TEXTO DE PARTIDA:
Oscuro y fugaz, el sentido original, inaugural, que debe mover toda palabra poética. Si enraizada en el drama de la existencia, en la constante agitación que empuja al hombre hasta situarlo ante los abismos del deseo, del dolor y del miedo, la obra de Javier Sologuren no responde a tal evidencia con la perulante confianza; certifica, más bien, una necesidad: hallar, por encima (o más allá) de las apariencias una identidad otra, radical y subjetiva, que participe por igual de las limitaciones del tiempo y del sentido absoluto de la fundación poética; que se reconozca simultáneamente en el orden establecido de este lado y en el orden posible, siempre cambiante, de la imaginación. Consecuente con ello, el discurrir a través de una cadena de impulsos (“(vagidos, balbuceos, canciones o quién sabe que)”) que van “del centro cordial a la periferia”, trazando en su camino una aproximación conceptual, un reconocimiento sucesivo del hombre mismo, habitante del “ámbito de la naturaleza vívida y redentora, de la que vuelve corroborado con la infinita sugestión de sus emblemas”. Fluido comunicante (comulgante) que procura ordenar un caos (el mundo) en la más rotunda y gozosa plenitud (el poema): “frente a la violencia de la voluntad esgrime el poeta la confianza del amor”.

 

No. Todo no ha de ser un viaje sin destino,

dolorosa distancia sin poder alcanzarse,

piedra sin llanura y noche sin latido.

FILAS PROPORCIONADAS:
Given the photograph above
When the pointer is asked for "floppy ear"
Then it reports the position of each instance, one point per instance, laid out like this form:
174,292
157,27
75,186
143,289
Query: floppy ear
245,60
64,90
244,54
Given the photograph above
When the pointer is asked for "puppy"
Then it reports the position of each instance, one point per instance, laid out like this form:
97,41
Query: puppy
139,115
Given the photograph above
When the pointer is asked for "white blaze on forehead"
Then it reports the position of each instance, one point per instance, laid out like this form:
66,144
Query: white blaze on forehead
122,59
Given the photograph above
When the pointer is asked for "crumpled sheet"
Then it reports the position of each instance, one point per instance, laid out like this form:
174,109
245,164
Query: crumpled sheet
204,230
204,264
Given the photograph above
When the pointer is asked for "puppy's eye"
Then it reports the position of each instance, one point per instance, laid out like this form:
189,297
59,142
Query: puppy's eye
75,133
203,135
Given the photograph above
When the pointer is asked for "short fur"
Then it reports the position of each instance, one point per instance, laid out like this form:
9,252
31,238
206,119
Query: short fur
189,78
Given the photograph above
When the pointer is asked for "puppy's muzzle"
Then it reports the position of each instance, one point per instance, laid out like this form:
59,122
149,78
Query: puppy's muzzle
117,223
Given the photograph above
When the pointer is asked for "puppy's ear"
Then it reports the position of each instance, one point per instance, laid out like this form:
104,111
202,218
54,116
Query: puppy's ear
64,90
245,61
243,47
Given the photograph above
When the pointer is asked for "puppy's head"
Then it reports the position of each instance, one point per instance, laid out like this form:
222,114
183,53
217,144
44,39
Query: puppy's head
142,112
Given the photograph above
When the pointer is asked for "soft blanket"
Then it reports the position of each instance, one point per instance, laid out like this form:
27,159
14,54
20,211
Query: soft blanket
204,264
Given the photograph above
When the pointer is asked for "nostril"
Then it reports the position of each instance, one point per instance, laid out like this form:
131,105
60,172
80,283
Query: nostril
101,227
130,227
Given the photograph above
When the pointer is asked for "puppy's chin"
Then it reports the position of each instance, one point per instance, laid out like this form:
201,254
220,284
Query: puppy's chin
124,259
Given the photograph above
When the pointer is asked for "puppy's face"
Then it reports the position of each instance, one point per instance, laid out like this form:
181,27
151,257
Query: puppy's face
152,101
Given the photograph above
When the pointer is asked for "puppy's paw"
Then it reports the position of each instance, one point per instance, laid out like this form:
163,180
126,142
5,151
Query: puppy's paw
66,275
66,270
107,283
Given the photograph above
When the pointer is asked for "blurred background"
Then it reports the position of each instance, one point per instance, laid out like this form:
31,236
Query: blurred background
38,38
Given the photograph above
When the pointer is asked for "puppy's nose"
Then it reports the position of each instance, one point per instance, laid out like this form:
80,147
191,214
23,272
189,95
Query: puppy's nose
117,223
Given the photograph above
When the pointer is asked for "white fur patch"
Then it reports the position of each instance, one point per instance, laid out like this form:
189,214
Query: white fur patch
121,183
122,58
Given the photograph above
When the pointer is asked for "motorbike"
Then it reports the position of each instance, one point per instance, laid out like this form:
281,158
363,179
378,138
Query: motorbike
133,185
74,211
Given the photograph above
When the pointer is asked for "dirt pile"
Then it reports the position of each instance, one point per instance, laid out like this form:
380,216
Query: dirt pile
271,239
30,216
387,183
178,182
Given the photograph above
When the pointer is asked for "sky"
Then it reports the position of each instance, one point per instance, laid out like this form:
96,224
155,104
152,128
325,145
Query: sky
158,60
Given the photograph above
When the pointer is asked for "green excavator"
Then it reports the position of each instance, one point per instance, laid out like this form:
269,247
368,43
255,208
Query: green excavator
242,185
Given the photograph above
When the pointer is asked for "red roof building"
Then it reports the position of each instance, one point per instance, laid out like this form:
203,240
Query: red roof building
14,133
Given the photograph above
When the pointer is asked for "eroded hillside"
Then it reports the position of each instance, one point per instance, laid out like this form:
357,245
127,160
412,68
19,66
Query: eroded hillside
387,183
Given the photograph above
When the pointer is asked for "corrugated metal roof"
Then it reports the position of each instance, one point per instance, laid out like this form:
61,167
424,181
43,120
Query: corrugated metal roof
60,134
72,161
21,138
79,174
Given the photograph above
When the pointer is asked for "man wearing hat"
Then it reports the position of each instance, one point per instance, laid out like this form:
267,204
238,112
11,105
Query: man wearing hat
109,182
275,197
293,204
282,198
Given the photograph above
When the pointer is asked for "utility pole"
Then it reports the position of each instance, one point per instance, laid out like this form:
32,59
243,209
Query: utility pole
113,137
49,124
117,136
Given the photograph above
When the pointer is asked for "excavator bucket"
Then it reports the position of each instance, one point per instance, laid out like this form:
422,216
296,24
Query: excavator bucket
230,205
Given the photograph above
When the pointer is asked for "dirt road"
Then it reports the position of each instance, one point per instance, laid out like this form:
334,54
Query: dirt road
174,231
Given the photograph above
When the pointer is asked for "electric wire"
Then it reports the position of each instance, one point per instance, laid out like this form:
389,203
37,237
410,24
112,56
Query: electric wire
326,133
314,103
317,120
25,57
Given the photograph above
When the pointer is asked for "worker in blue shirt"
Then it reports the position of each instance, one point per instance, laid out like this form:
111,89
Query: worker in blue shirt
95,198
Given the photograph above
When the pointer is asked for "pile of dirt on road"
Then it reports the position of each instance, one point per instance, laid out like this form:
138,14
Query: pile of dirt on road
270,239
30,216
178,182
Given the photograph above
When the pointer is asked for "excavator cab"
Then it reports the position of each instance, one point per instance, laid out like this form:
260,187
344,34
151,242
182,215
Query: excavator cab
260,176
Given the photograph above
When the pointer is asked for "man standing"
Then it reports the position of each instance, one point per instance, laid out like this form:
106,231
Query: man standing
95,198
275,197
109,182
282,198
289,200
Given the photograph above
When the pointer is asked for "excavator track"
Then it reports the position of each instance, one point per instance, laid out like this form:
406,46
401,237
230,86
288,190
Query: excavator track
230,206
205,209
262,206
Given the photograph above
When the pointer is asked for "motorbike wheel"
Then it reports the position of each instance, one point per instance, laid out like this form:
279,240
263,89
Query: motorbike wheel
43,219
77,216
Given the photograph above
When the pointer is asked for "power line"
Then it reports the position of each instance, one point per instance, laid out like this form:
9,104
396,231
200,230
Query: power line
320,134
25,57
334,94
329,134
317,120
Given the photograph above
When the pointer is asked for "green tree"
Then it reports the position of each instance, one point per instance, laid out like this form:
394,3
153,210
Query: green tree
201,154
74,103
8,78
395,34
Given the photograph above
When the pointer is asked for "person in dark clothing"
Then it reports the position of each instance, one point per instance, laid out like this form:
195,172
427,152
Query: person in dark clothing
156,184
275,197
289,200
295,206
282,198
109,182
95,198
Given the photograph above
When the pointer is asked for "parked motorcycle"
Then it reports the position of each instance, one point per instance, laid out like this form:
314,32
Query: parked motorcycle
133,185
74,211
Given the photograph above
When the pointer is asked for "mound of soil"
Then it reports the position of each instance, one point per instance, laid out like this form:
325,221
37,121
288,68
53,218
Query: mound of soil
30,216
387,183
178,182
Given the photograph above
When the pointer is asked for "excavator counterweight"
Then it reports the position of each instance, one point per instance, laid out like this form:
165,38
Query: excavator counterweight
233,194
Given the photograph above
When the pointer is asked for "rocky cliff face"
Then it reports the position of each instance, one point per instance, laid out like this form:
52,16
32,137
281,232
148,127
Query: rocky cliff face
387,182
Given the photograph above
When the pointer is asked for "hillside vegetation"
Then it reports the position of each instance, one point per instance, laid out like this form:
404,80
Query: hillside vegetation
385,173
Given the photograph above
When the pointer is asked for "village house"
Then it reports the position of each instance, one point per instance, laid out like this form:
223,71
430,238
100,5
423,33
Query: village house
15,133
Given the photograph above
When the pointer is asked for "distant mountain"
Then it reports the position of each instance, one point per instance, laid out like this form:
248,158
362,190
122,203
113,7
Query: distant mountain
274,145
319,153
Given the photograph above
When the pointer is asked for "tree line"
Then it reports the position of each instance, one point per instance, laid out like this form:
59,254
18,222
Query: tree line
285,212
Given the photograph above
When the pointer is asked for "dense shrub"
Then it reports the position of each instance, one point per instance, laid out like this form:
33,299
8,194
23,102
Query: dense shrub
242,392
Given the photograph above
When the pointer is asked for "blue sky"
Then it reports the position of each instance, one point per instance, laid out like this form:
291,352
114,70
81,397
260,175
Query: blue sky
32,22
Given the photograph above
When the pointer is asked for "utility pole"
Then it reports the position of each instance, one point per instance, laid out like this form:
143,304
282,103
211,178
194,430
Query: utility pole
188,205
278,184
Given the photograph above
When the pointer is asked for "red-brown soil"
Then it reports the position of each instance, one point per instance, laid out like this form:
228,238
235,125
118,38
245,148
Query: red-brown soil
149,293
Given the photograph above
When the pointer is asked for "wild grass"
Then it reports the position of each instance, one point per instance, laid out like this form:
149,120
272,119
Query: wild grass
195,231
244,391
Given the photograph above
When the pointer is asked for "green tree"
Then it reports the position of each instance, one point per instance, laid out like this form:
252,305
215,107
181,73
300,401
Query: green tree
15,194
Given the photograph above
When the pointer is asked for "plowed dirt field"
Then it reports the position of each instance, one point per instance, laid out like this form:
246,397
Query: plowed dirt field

TAREAS DEL EJERCICIO:
A. Según el texto sobre la obra de Javier Sologuren, ¿con qué es consecuente que su discurrir avance a través de una cadena de impulsos? Responde en una a tres oraciones.
B. Copia cada línea de las filas que contenga la palabra "soil".

RESPUESTAS:
A. Es consecuente con la necesidad que certifica su obra: hallar, por encima o más allá de las apariencias, una identidad otra, radical y subjetiva, que participe por igual de las limitaciones del tiempo y del sentido absoluto de la fundación poética. Esa identidad debe reconocerse a la vez en el orden establecido de este lado y en el orden posible, siempre cambiante, de la imaginación.

B.
When the pointer is asked for "mound of soil"
Query: mound of soil
When the pointer is asked for "red-brown soil"
Query: red-brown soil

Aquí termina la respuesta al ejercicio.